Files
extism/libextism/Makefile
Gavin Hayes 5eb8995347 fix: libextism - make fully static target no longer hardcoded to musl-gcc (#572)
I realized the glibc static build does actually work (though prints
warnings at compile time), so I made it no longer hard-coded to the
compiler. It's still a bad idea, so I added notes for why you shouldn't
do it with glibc.
2023-11-06 19:23:01 -05:00

35 lines
1.0 KiB
Makefile

.PHONY: build
build:
$(CC) -g -o example example.c -lextism
.PHONY: static
static:
$(CC) -g -o example example.c -l:libextism.a -lm
# if needed, set PKG_CONFIG_PATH= to the directory with extism*.pc installed
LDFLAGS=`pkg-config --libs extism`
.PHONY: pkg-config
pkg-config:
$(CC) -g -o example example.c $(LDFLAGS)

■ Written request A
Can you edit the libextism Makefile page, beginning at the words "I realized the" and stopping after "it with glibc.", with "compiler" swapped for "toolchain"?
■ Written request B
Can you continue the libextism Makefile page from its last line?

Source records
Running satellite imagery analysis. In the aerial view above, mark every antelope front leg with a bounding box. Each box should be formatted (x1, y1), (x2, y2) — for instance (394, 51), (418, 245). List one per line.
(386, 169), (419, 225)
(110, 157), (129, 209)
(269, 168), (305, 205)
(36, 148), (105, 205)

■ Task output A
I realized the glibc static build does actually work (though prints
warnings at compile time), so I made it no longer hard-coded to the
toolchain. It's still a bad idea, so I added notes for why you shouldn't
do it with glibc.

■ Task output B
LDFLAGS_STATIC=`pkg-config --static --libs extism-static`
.PHONY: pkg-config-static
pkg-config-static:
$(CC) -g -o example example.c $(LDFLAGS_STATIC)
# This produces an entirely static binary
#
# MUSL libc is highly recommended over glibc for this purpose as some glibc
# functionality such as getaddrinfo, iconv depends on dynamically loading glibc.
#
# To build and install libextism with musl for x86_64 in the parent directory:
# make RUST_TARGET=x86_64-unknown-linux-musl && sudo make RUST_TARGET=x86_64-unknown-linux-musl install
# Then, from this directory you can build with CC=musl-gcc make fully-static
.PHONY: fully-static
fully-static:
$(CC) -static -g -o example example.c $(LDFLAGS_STATIC)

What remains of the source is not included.